• **TASK STATEMENT**:
Locate the line containing "Target: grass field" in the data below. Reproduce it and every following line up to the end, exactly as given.

• **DATA EXTRACT**:
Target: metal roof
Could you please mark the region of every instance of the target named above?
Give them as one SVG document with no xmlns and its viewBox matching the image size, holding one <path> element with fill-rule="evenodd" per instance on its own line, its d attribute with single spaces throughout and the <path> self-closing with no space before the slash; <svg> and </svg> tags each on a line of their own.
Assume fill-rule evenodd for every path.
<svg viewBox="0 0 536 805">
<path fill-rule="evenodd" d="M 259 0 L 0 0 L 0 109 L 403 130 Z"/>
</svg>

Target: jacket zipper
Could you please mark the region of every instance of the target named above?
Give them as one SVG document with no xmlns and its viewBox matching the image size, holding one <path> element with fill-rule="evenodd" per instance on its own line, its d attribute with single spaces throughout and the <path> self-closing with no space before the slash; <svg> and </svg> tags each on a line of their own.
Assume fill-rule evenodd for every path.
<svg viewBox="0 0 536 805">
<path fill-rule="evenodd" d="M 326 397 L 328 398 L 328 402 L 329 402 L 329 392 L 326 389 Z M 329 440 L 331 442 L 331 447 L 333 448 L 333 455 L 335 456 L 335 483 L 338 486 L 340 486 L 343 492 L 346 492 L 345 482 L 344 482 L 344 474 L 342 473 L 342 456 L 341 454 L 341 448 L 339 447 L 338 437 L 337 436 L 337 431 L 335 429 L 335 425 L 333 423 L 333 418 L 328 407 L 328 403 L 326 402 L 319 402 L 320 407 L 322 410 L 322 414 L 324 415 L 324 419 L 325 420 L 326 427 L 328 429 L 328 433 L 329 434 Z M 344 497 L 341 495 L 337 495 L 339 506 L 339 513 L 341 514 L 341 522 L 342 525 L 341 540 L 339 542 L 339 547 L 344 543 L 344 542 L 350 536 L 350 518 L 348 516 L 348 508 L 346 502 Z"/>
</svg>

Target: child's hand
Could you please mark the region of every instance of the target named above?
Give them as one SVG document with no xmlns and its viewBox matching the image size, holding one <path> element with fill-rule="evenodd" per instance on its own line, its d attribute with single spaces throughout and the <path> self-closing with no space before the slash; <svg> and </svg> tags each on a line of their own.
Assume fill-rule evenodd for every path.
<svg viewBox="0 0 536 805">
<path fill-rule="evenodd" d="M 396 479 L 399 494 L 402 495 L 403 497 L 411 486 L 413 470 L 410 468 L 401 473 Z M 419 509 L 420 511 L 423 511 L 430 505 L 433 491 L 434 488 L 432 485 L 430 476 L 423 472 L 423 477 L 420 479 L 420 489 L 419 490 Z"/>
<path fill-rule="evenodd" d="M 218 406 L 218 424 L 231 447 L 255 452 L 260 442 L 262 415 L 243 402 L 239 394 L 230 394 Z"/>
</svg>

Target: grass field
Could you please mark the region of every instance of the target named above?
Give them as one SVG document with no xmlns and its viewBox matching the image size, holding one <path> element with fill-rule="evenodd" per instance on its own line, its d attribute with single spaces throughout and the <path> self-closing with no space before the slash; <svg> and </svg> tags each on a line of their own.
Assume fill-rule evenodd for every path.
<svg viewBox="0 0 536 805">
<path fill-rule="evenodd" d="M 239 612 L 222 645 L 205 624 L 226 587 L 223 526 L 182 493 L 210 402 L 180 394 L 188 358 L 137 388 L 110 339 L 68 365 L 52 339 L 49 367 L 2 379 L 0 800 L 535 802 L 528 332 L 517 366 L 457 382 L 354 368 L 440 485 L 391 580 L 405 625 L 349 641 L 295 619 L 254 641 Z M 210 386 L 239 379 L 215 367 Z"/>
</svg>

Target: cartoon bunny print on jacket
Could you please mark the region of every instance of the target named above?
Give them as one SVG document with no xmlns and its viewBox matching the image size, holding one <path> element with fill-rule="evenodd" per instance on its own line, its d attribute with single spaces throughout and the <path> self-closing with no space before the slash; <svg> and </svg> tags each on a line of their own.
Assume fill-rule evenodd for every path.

• **CORRECT OUTPUT**:
Target: grass field
Could you please mark the region of every instance of the target named above?
Give them as one SVG document with no xmlns and its viewBox matching the image size, holding one <path> element with fill-rule="evenodd" per instance on its own line, its d attribute with single spaces throughout and the <path> self-closing with no space before the slash; <svg> and </svg> tags each on a line of their own.
Assume fill-rule evenodd for every path.
<svg viewBox="0 0 536 805">
<path fill-rule="evenodd" d="M 239 612 L 222 645 L 205 624 L 226 587 L 223 526 L 182 493 L 210 402 L 180 394 L 188 358 L 137 388 L 110 339 L 68 365 L 52 339 L 49 367 L 2 379 L 0 800 L 535 802 L 528 332 L 517 366 L 457 382 L 354 368 L 440 485 L 391 580 L 405 625 L 349 641 L 295 619 L 254 641 Z M 210 386 L 239 379 L 215 367 Z"/>
</svg>

Target: cartoon bunny print on jacket
Could you please mark the region of every instance of the target named above?
Give them as one SVG document with no xmlns and its viewBox matching the image size, holding one <path> element with fill-rule="evenodd" per instance on its own line, its d attribute with single spaces throughout and the <path> self-closing with no space before the slash; <svg> and </svg> tags each on a line of their own.
Assume fill-rule evenodd for every path.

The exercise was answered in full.